§ **Task brief**:
Please give every line of the rows below as a JSON list of strings, one string per line, skipping blank lines. Omit the pictures from your answer.

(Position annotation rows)
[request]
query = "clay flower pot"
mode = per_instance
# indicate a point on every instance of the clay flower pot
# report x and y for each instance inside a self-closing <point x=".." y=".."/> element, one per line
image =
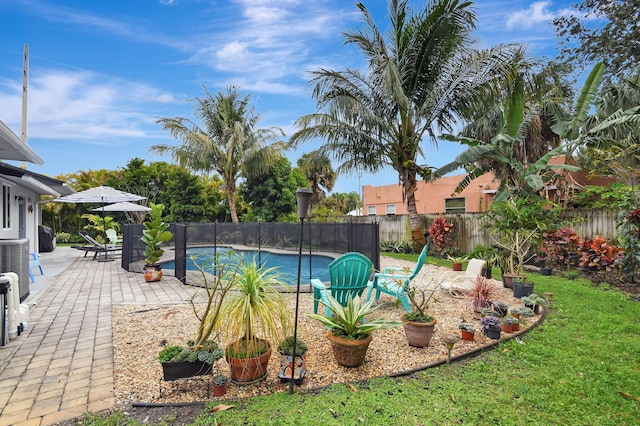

§ **The solution**:
[
  "[request]",
  "query = \"clay flower pot\"",
  "mode = per_instance",
  "# indicate a point on every instance of the clay flower pot",
  "# report x and y for each instance inside a self-closing <point x=\"..\" y=\"..\"/> element, one per line",
  "image ="
]